Os peritos chegaram a trabalhar 12 horas por dia na identificação das vítimas. Sob macacões sintéticos especiais, toucas, botinas de borracha e máscaras feitas com filtro de carvão ativado — que ajudam a eliminar o odor e a diminuir o risco de contaminação —, precisavam, em média, de meia hora para analisar cada cadáver.
Tudo com muito cuidado, em função do estado dos corpos. Vários tecidos da pele humana foram tratados quimicamente em laboratório, desenvolvendo a aplicação de técnicas de desidratação e posterior coleta das impressões digitais.
Os outros 10% foram identificados pelo Instituto de Pesquisa de DNA Forense (IPDNA), que é referência no país: são cerca de 25 mil amostras de DNA cadastradas só no DF.
Sempre inovando
Para tornar a perícia mais especializada, pesquisas são frequentemente conduzidas dentro dos laboratórios. Um dos estudos mais famosos desenvolvidos por peritos brasilienses usa insetos encontrados dentro de pacotes de maconha apreendias no DF como os mais novos informantes do crime.
Essa foi a forma encontrada pelo perito criminal da Polícia Civil Marcos Patrício Macedo para provar que grande parte da maconha que chega em território candango é cultivada em Mato Grosso e em cidades paraguaias. A descoberta se transformou em pesquisa de mestrado elaborada pelo biólogo e perito, que analisou 10 quilos de maconha, resultado de duas apreensões no DF. “De pedaços de asas e patas até insetos inteiros, tudo é importante”, explica o pesquisador brasiliense, que encontrou 78 vestígios de insetos nas amostras analisadas.
Segundo o perito criminal e ex-diretor do Instituto de Criminalística (IC) da Polícia Civil Celso Nenevê, trabalhos como esse servem para respaldar apurações feitas pelas divisões especiais que investigam o tráfico de drogas não apenas na capital da República, mas em todo o país. “Na verdade, essas pesquisas funcionam como uma espécie de mapeamento, que torna possível identificar os locais de produção das drogas. Assim fica mais fácil para a polícia direcionar determinada investigação de combate ao tráfico”, destaca.
Estilhaços
Uma das técnicas que também está sob estudo no IC terá a capacidade de apontar a autoria de crimes de trânsito de forma incontestável, mesmo se o veículo envolvido em um atropelamento, por exemplo, não estiver mais no local do crime. O ponto de partida será o estilhaço de vidro, comum em locais de colisões ou atropelamentos.

|---|

→ **CONJUNTO DE TAREFAS**:
A – Responda com base no texto sobre perícia criminal:
(i) Quanto tempo, em média, os peritos levavam para analisar cada cadáver?
(ii) Quantas amostras de DNA estão cadastradas só no DF?
(iii) Quantos vestígios de insetos Marcos Patrício Macedo encontrou nas amostras analisadas?
B – Escreva a continuação do texto sobre perícia criminal, começando depois da frase sobre o estilhaço de vidro.
Os registros são um material à parte, independente do texto.

|---|

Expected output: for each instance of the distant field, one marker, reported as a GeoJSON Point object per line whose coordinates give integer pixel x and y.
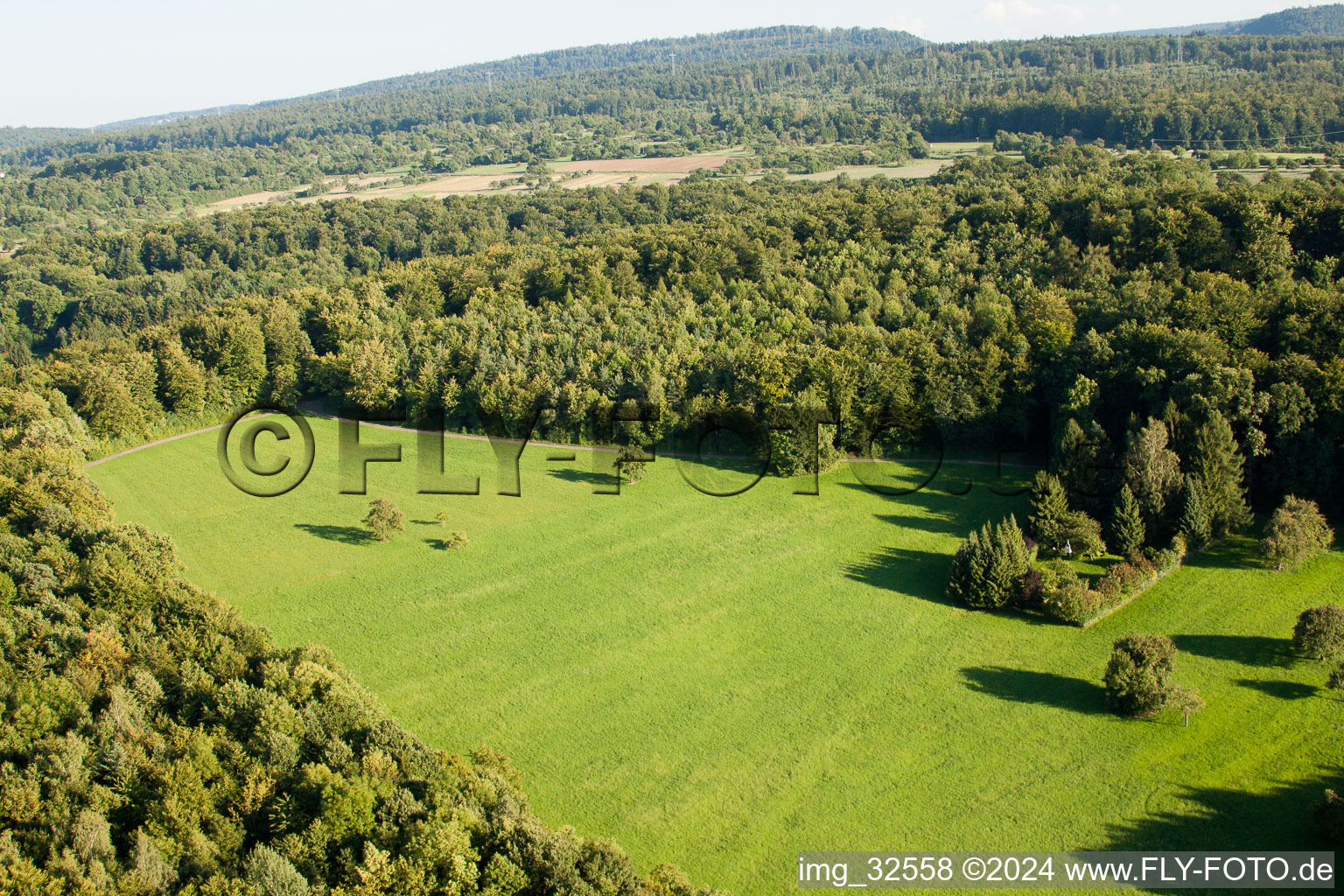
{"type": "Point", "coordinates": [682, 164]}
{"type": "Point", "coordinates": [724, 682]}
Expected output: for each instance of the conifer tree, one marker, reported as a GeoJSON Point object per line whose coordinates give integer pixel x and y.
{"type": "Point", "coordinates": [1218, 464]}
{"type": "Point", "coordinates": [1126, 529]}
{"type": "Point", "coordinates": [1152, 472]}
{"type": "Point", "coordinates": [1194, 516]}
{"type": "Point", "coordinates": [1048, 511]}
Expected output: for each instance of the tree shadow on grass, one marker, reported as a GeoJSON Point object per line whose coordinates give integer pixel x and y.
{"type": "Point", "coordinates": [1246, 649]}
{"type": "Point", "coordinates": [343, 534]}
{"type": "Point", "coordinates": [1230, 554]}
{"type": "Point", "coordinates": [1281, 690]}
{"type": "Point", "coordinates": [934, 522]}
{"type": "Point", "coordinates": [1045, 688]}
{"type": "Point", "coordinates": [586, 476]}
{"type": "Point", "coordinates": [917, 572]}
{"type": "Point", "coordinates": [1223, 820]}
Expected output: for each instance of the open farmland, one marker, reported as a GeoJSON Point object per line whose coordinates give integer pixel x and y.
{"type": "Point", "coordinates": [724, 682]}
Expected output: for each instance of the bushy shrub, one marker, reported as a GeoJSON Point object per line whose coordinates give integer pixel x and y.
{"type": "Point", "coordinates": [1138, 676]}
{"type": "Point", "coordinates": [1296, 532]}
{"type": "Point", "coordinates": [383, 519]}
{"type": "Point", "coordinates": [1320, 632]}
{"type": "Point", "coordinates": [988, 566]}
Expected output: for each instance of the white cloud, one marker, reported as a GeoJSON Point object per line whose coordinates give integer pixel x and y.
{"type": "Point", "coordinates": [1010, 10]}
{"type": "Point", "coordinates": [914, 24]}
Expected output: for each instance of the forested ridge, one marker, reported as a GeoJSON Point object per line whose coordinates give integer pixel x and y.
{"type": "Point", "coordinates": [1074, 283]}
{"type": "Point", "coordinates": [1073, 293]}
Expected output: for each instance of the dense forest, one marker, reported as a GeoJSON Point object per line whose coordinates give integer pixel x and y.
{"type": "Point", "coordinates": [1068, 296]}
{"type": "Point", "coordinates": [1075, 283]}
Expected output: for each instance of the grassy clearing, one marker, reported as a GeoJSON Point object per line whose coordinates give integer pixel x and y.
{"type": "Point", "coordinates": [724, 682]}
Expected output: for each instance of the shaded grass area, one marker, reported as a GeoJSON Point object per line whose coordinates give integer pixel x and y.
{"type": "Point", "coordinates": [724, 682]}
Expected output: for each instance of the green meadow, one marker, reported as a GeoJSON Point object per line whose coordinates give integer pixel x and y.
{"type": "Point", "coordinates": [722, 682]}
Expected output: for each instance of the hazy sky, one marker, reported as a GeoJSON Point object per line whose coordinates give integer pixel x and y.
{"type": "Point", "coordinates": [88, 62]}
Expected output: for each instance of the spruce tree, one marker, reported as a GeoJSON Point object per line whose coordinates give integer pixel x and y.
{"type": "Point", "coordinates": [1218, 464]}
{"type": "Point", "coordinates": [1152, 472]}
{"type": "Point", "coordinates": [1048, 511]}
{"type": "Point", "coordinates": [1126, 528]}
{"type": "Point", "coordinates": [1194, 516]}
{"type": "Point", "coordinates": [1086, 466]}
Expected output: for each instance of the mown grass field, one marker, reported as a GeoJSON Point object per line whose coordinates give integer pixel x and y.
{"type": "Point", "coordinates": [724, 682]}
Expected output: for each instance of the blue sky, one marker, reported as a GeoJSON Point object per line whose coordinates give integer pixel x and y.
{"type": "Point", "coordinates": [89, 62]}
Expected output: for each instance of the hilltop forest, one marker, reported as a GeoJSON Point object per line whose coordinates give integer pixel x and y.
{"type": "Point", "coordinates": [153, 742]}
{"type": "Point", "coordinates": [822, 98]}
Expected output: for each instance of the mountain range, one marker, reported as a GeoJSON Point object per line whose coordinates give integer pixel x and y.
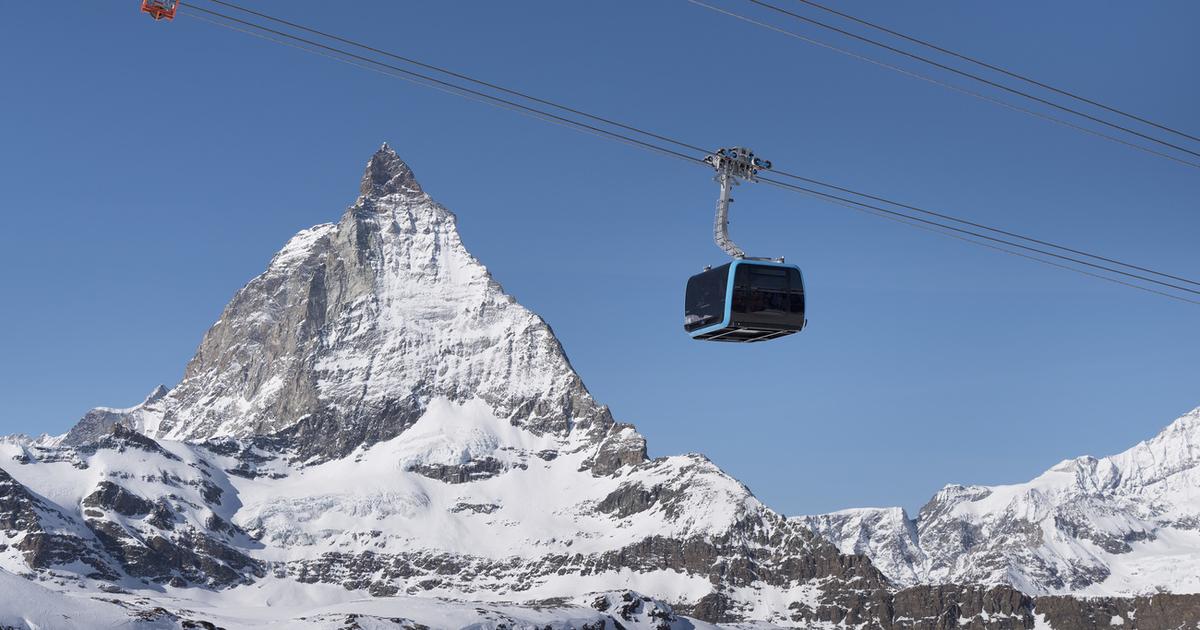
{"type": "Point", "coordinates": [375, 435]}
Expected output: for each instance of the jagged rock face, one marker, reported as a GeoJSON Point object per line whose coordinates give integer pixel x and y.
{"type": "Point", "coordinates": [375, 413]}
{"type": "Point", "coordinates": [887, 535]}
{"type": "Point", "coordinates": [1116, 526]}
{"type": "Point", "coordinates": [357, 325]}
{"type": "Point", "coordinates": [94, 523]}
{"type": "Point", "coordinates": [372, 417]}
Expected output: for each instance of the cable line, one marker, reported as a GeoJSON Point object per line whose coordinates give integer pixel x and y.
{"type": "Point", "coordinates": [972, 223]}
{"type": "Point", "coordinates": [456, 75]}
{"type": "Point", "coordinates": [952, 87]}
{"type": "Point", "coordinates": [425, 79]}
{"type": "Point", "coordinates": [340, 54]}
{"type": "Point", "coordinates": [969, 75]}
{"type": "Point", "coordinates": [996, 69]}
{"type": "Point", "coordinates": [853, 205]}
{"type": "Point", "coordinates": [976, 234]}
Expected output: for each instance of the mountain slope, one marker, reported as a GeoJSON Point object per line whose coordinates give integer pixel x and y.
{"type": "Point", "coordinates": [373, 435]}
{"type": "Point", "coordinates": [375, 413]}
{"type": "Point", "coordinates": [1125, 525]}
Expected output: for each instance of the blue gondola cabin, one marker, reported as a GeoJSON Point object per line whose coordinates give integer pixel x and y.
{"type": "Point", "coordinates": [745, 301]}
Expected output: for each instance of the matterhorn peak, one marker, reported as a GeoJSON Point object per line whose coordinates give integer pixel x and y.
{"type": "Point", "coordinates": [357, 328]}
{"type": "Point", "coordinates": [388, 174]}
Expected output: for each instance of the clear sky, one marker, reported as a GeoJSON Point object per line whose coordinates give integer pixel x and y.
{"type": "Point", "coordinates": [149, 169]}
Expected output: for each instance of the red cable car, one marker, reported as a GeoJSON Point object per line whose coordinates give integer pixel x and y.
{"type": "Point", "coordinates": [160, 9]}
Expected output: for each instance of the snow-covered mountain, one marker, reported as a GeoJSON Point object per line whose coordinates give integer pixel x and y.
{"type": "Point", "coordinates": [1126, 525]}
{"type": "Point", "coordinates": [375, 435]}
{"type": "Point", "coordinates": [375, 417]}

|---|

→ **RESPOSTAS DO EXERCÍCIO**:
A –
(i) Meia hora.
(ii) Cerca de 25 mil.
(iii) 78.

B –
“Existe uma técnica muito usada nos EUA e em países europeus que consegue identificar que aquele pequeno estilhaço pertence ao para-brisas de um veículo específico. Cada um deles possui identidade própria, sequências moleculares únicas, como as impressões digitais, que nunca são iguais”, explica Celso Nenevê.
O equipamento se chama espectro de massa e já chegou a Brasília. Utiliza uma técnica bastante poderosa. “Assim, conseguimos colocar determinado veículo na cena do crime, mesmo que ele tenha fugido ou passado por consertos antes de ser analisado”, comemora.
Defasagem
Apesar de o Departamento de Polícia Técnica do DF ser um dos mais aparelhados do país, os peritos enfrentam, diariamente, uma defasagem no quadro de pessoal. Segundo a Associação dos Peritos Criminais do DF, são feitas, anualmente, 3,4 mil requisições para perícias em cenas de crimes contra a vida. Outros 8 mil procedimentos relacionados a delitos de trânsito e 30 mil envolvendo atos contra o patrimônio.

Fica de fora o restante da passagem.